===== Records to use

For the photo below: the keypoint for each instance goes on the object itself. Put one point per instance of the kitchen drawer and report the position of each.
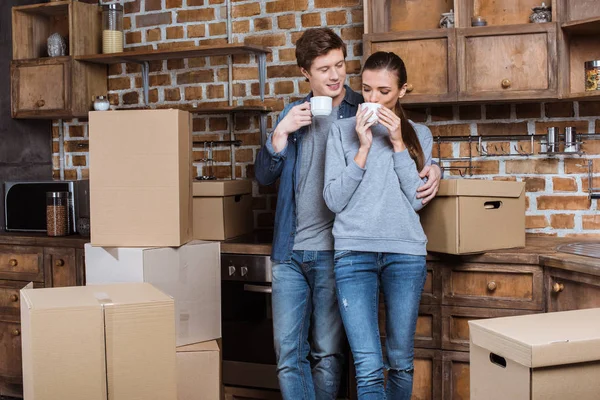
(455, 323)
(566, 290)
(493, 285)
(10, 351)
(428, 330)
(456, 376)
(21, 263)
(60, 266)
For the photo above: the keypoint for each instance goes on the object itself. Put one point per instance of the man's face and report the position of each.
(327, 74)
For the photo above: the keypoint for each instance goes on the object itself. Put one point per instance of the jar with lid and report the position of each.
(112, 28)
(57, 213)
(592, 75)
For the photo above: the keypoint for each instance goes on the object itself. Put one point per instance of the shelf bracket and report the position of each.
(262, 74)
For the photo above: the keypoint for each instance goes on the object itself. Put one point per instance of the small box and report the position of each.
(106, 342)
(191, 274)
(222, 209)
(553, 356)
(473, 216)
(199, 371)
(140, 178)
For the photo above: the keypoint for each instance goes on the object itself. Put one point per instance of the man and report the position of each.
(304, 298)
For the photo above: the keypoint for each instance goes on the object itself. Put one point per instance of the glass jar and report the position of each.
(112, 28)
(592, 75)
(57, 213)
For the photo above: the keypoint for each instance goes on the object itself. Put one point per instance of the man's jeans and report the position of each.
(402, 276)
(305, 306)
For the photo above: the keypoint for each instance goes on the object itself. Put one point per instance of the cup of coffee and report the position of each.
(320, 105)
(371, 107)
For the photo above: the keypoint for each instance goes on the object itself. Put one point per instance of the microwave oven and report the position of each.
(25, 203)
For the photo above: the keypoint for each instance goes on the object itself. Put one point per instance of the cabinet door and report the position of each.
(455, 323)
(566, 290)
(456, 376)
(430, 59)
(10, 351)
(493, 285)
(60, 266)
(41, 88)
(507, 63)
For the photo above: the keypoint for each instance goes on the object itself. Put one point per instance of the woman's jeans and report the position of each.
(401, 277)
(307, 327)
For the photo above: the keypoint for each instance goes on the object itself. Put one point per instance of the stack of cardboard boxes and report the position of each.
(148, 323)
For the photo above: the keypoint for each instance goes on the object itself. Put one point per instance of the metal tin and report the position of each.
(592, 75)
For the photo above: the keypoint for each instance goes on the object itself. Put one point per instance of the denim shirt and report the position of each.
(270, 165)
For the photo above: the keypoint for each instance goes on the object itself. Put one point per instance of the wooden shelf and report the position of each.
(48, 9)
(139, 56)
(587, 26)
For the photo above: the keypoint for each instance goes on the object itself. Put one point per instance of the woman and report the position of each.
(371, 181)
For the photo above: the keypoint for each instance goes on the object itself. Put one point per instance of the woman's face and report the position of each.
(381, 86)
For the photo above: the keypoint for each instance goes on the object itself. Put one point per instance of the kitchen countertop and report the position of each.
(539, 250)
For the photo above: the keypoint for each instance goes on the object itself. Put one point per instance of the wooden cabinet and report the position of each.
(55, 87)
(493, 285)
(33, 258)
(567, 290)
(430, 59)
(500, 63)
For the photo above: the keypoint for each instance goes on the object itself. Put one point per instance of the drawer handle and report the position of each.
(558, 287)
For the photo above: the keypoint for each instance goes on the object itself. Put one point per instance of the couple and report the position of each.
(366, 178)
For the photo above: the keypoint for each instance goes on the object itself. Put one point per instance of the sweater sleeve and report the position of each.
(341, 179)
(406, 168)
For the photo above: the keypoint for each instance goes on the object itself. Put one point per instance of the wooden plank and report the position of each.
(168, 54)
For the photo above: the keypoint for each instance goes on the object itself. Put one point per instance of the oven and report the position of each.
(247, 324)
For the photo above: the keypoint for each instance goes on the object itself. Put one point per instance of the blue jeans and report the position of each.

==========

Your task
From start to finish, output the listing exactly, but omit its pictures.

Answer
For the photo below: the keypoint for each instance goes on the object itself. Put one point per instance of the kitchen drawer and report the position of each.
(455, 323)
(566, 290)
(493, 285)
(10, 351)
(428, 330)
(456, 376)
(21, 263)
(60, 266)
For the photo above: the keypoint for each instance goes on the object itself. Put one point per instance of the man's face and report the position of each.
(327, 74)
For the photo above: the keypoint for each instance goes on the object itself. Put one point per instance of the jar with lid and report the position of each.
(112, 28)
(57, 213)
(592, 75)
For the photo above: the keypoint for each instance goes on the object itself. Put one point per instance of the shelf bracket and report the position of each.
(262, 74)
For the photo above: the keypoint for each instance goes on the object itself. Put one point per instance of the small box and report the position of each.
(106, 342)
(191, 274)
(222, 209)
(553, 356)
(473, 216)
(199, 371)
(140, 178)
For the photo above: the keypoint for each instance goes on the object itself. Put one point per instance of the man and report the position of each.
(304, 298)
For the photo above: the keypoint for each instance goes on the object itself. Put one point per instance of the glass jar and report the position of each.
(112, 28)
(592, 75)
(57, 213)
For the photo above: the keypoint for each instance goes on the object itself. Put one point per instance of the man's jeans and report the position of each.
(402, 276)
(305, 306)
For the photo above: the keypoint for each instance goes on the object itself. Put one point per instance of the cup of coffee and report the position of each.
(320, 105)
(371, 107)
For the photo above: the keypoint for each instance goes on the object itself. Put one point per instance of the microwave oven and report the position of each.
(25, 203)
For the photo above: the keypoint for each instance goes on the object itself. Put one point per instance of the cabinet door and report the position of each.
(455, 323)
(566, 290)
(456, 376)
(430, 59)
(10, 351)
(493, 285)
(60, 266)
(41, 88)
(507, 63)
For the photo above: the keypoint for each instance goes on the object itself. Put one point per instance of the woman's jeans and report the position of each.
(401, 277)
(307, 327)
For the photo above: the keypoint for each instance goes on the object itself. Put one point per instance of the stack of cardboard boxes and report the position of each.
(148, 323)
For the photo above: the keypoint for each instance goes on the object itself. Put one point per instance of the metal tin and report the position of each.
(592, 75)
For the photo above: the keypoint for each instance goes on the object itself. Put one point per instance of the denim shirt and report the position of each.
(270, 165)
For the photo above: the keypoint for each instance goes on the object itself. Put one point per instance of the wooden shelf and report the position of each.
(48, 9)
(139, 56)
(587, 26)
For the photo above: the keypoint for each instance goes on the object itself. Put one point per instance of the woman and report the position of each.
(371, 181)
For the photo above: the keypoint for each instance goes on the object itself. Put one point per instance of the woman's face and report the position of each.
(381, 86)
For the photo above: the keypoint for each instance goes on the object itself. Put one point per instance of the kitchen countertop and report the position of each.
(539, 250)
For the photo above: the keypoint for each instance goes on the object itself. Put one point per instance of the wooden cabinet and report the position of each.
(55, 87)
(493, 285)
(33, 258)
(567, 290)
(430, 59)
(500, 63)
For the photo above: the keypoint for each instance goes on the object itself. Put one point per instance of the drawer handle and report the position of each.
(558, 287)
For the photo above: the keypoint for each instance goes on the object itself. Put one point per instance of the couple and report the position of each.
(366, 178)
For the photo above: the keypoint for each instance goes on the object itself. Put one point per instance of the sweater sleeve and report the position of each.
(341, 179)
(406, 168)
For the photo above: the keypoint for each instance goes on the object itself. Put one point per instance of the wooden plank and report the position of each.
(168, 54)
For the photo above: the keypoint for each instance goes on the object itself. Put one point per instance of the oven and report the position of each.
(247, 324)
For the photo above: the keypoint for each instance goes on the object itself. Put one point per instance of the blue jeans and report the position of each.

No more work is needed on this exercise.